* [EXTRACTED TEXT]:
● ● ● ● ●

(HealthDay)—As the use of marijuana is growing, with Canada legalizing the drug just this week, a new study that ties pot to a raised risk for stroke might give users pause.
The risk for any stroke could increase by 15 percent and it could jump 29 percent for an ischemic stroke—the most common kind, said lead investigator Dr. Krupa Patel. She is a research physician at Avalon University School of Medicine in Willemstad, Curacao.
Patel cautioned that the study can’t prove that using marijuana causes strokes, only that the two are associated.
“We can’t establish causation, but what we can say is that recreational marijuana users are at higher risk in terms of stroke,” she said.
In addition, the researchers don’t know if the risk is tied to smoking marijuana or ingesting it in other ways, and whether it depends on the amount of the drug used or if it is due to other psychoactive ingredients mixed in with the marijuana.
Patel said the risk may be exacerbated by chronic medical conditions of the marijuana users who had strokes, such as diabetes or obesity.
Also, the researchers could not tell from the data whether marijuana users used other drugs like cocaine or smoked tobacco, she said.
Still, more strokes occurred among marijuana users than nonusers, which leaves open the question of what accounts for the increase in risk.
“At this point we can just say there is this increased risk,” Patel said.
The best way to sort out whether marijuana is truly associated with an increase in stroke is in a clinical trial, said Dr. Thalia Field, an assistant professor of neurology at the University of British Columbia in Vancouver.
“It’s too early to say that this is causative,” she said. “It has to be borne out in other studies.”
In the study, Patel and her colleagues found that among more than 2.3 million American recreational marijuana users who were hospitalized, the risk of stroke rose, compared with people who didn’t use the drug.
Between 2010 and 2014, strokes among marijuana users steadily increased, even though the overall stroke rate remained unchanged, Patel said.

● ● ● ● ●

* [DATASET EXCERPTS]:
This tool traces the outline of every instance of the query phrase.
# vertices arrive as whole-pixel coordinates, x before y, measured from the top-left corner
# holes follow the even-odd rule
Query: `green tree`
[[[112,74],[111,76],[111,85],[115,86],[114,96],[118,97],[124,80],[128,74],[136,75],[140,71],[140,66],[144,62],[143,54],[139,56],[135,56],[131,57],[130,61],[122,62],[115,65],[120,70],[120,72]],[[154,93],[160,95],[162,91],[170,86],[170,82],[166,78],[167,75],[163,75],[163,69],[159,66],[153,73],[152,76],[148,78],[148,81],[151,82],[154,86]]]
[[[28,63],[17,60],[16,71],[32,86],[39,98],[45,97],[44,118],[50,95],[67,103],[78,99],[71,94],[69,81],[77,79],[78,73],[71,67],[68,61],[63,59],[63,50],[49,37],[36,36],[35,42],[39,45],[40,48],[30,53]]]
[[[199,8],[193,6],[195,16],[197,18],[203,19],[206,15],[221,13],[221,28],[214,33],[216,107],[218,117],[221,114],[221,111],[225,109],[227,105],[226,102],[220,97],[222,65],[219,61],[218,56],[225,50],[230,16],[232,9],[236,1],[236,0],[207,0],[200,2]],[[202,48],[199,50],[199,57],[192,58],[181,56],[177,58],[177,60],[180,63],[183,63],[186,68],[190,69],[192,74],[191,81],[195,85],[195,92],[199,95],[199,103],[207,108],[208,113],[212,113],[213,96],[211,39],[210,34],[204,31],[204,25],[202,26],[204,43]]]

● ● ● ● ●

* [PARTS OF THE EXERCISE]:
- 1) Answer these from the article on marijuana and stroke risk:
(a) By what percentage could the risk for an ischemic stroke jump?
(b) At which university is Dr. Thalia Field an assistant professor of neurology?
(c) Between which years did strokes among marijuana users steadily increase?
- 2) Continue the article on marijuana and stroke risk from its last sentence.

* [RESPONSES BY ITEM NUMBER]:
- 1)
(a) 29 percent
(b) The University of British Columbia in Vancouver
(c) 2010 and 2014

- 2)
Among marijuana users in the study, more than 32,000 had a stroke—including nearly 19,500 who suffered an ischemic stroke. Ischemic strokes occur when a clot blocks blood vessels in the brain.
Over five years, the rate of all types of stroke increased from 1.3 to 1.5 percent among marijuana users, and the rate of ischemic stroke rose from 0.7 to 0.9 percent, the researchers found.
The increase in strokes among marijuana users was across all age groups—for people in their teens to those in their 80s, Patel said. In addition, costs to care for these patients rose between 2010 and 2014, from $71,000 to $92,000, she said.
The findings were to be presented Friday at the World Stroke Congress, in Montreal. Such research is considered preliminary until published in a peer-reviewed journal.
Paul Armentano, deputy director of the marijuana advocacy group NORML, said, “This finding is inconsistent with other population-based studies, which failed to identify cannabis as an independent risk factor for stroke in younger subjects.”
NORML, however, recognizes that the data on this subject is evolving and that cannabis smoke can cause a cardiovascular response, he added.
People with a history of heart disease or stroke may be at an increased risk for adverse side effects from marijuana, particularly smoked cannabis, Armentano acknowledged.